PASSAGE PROVIDED START
A Tennessee man reportedly cries blood weekly but can't find a diagnosis of what's behind his mysterious condition.
The Tennessean reports Michael Spann of Antioch, Tenn. experiences bleeding 'tears' from his eyes -- also out of his nose and mouth -- along with painful headaches. The condition first started at age 22 and used to occur daily; now, nearly seven years later, he says the bleeding happens up to two times a week.
The condition has made it hard for him to work. "Any job I get I lose because my eyes start bleeding and they can't keep me on," Spann told the paper. "Obviously, I can't be a waiter and work in any public thing because you are bleeding."
In 2009, another Tenn. resident, 15-year-old Calvino Inman of Rockwood, reported crying tears of blood up to three times a day. He and his mother Tammy told the "The Early Show" at the time, the tears burn and could last between 15 minutes to an hour.
"Honestly I thought I was going to die," the otherwise healthy teen said when he first experienced an episode.
The condition is referred to as haemolacria, or bloody tears, but the cause of remains unknown.
Calvino was treated by Dr. James Fleming, an ophthalmologist at the University of Tennessee Health Science Center in Memphis, his mom said at the time. Fleming published a 2004 paper in the journal Ophthalmic Plastic and Reconstructive Surgery on four cases of spontaneous bloody tears in one boy and three girls aged 6 to 14 years.
"Most of these were relatively young patients," Fleming, who is not currently involved in Spann's care, told The Tennessean. "As they matured, the bleeding decreased, subsided and then stopped."
He added it's difficult for doctors to confirm causes of the condition because scopes and other invasive procedures may further damage the tear ducts.
Haemolacria is more common in people who have experienced extreme trauma or had a head injury, according to a 2010 newsletter from UT Health Science Center, but Calvino's case in particular was rare because he had no obvious cause.
Spann continues to seek answers. His mother Peggy told the paper he has undergone more than $4,000 in lab work but headache specialists could not determine a cause. She says she reached out to The Tennessean to raise awareness of his condition.
PASSAGE PROVIDED END
- [AIM OF THE TASK]:
Summarize the article about tears of blood in two sentences.
DATA SHOWN START
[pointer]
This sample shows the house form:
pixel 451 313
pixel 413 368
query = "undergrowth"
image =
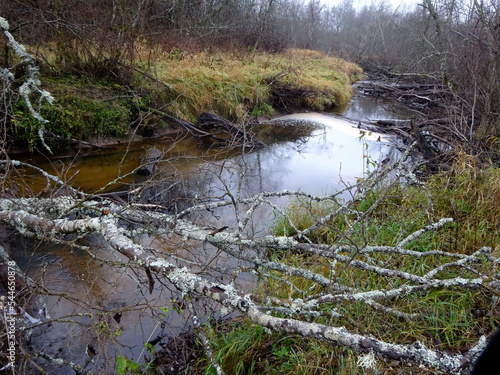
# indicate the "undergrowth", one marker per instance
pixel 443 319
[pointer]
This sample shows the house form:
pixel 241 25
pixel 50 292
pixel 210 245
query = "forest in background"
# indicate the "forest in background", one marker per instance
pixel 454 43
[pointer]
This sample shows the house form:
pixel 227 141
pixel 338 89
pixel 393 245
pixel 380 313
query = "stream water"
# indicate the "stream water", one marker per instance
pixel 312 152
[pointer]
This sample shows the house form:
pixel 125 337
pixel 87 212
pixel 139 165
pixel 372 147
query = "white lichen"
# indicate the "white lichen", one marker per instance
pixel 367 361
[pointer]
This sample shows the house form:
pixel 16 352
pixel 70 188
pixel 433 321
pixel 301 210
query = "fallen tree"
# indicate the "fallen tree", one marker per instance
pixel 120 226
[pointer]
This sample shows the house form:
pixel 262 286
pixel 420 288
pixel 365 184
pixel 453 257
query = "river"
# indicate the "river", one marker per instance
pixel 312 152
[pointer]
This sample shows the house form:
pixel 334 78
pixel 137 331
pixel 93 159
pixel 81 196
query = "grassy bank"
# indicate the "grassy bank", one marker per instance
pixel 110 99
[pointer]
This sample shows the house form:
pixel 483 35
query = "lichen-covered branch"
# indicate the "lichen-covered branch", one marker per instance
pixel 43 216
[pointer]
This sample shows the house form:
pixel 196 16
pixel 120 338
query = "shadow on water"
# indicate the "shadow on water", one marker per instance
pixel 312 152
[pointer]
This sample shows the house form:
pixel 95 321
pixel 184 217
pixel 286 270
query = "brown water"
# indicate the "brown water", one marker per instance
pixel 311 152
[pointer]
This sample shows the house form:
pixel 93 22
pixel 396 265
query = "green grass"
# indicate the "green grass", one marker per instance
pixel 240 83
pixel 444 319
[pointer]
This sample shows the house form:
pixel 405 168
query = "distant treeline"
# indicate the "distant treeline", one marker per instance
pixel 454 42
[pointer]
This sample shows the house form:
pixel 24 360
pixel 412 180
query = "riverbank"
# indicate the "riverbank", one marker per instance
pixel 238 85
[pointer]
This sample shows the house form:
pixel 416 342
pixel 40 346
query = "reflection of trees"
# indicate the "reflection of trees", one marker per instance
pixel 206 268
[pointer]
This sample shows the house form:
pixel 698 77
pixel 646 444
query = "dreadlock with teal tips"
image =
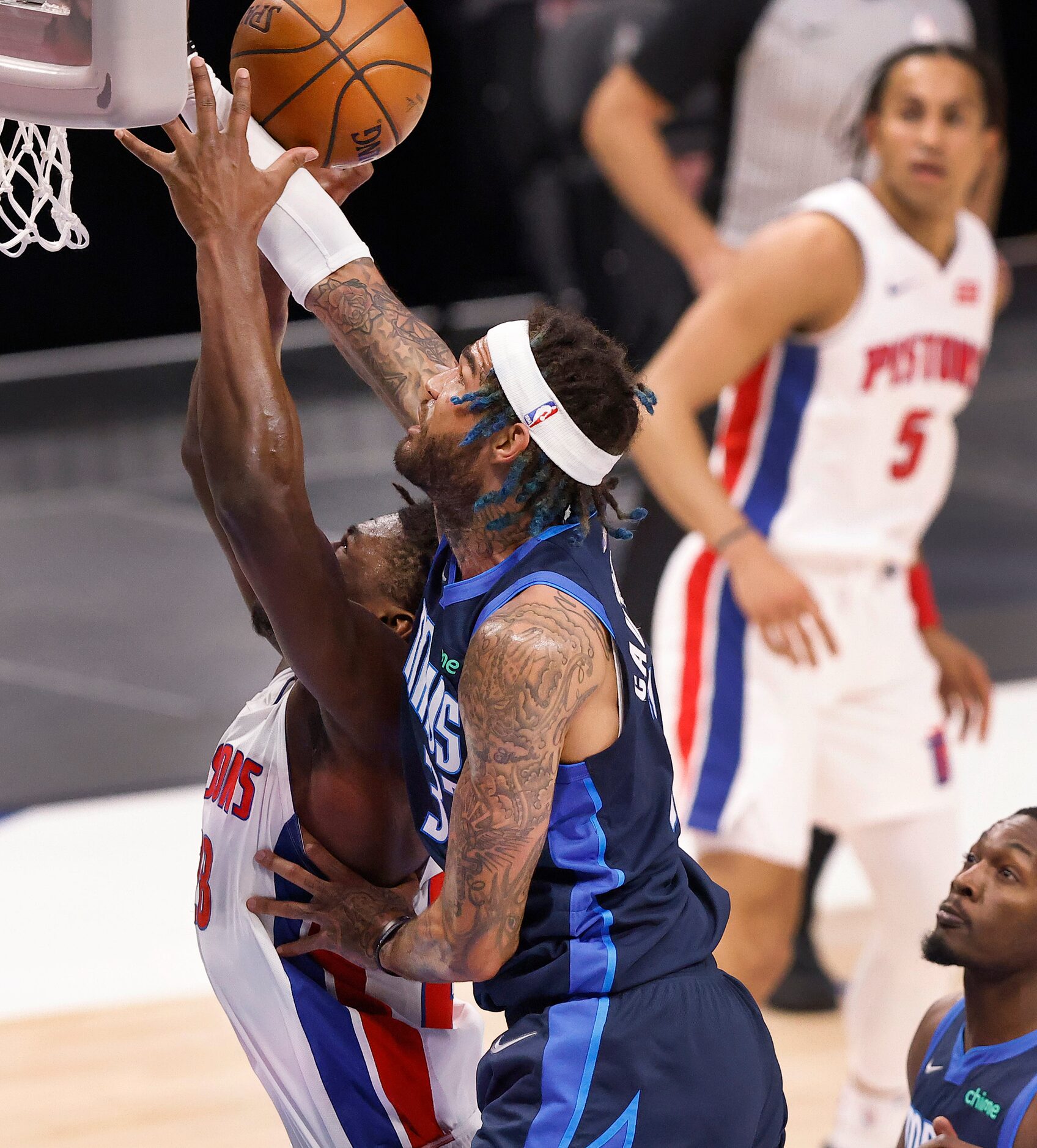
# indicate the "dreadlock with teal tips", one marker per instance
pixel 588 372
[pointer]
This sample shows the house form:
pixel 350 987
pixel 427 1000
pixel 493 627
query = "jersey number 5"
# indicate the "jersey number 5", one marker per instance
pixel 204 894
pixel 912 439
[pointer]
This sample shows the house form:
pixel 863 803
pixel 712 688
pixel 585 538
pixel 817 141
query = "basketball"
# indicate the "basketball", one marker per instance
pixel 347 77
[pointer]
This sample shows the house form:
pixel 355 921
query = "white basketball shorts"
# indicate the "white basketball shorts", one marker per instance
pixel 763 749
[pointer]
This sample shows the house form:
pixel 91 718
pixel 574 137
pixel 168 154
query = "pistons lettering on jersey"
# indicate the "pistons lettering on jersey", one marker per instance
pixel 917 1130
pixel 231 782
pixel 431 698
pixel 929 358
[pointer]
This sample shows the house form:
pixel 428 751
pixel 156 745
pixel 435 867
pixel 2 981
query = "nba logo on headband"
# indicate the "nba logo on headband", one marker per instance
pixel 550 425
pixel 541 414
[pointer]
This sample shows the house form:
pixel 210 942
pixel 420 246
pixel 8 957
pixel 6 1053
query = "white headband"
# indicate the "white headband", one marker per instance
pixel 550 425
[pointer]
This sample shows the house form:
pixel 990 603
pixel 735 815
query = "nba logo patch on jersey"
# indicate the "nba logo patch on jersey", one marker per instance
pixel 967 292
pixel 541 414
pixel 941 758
DATA SHOWN END
- [ANSWER SECTION]:
Michael Spann of Antioch, Tennessee, has bled from his eyes, nose, and mouth, with painful headaches, since age 22; it now happens up to twice a week, it has cost him jobs, and specialists have not found a cause. The article also describes a Rockwood teen, Calvino Inman, who reported bloody tears in 2009, and quotes ophthalmologist James Fleming, who says that in his young patients the bleeding decreased and then stopped as they matured and that invasive procedures may further damage the tear ducts.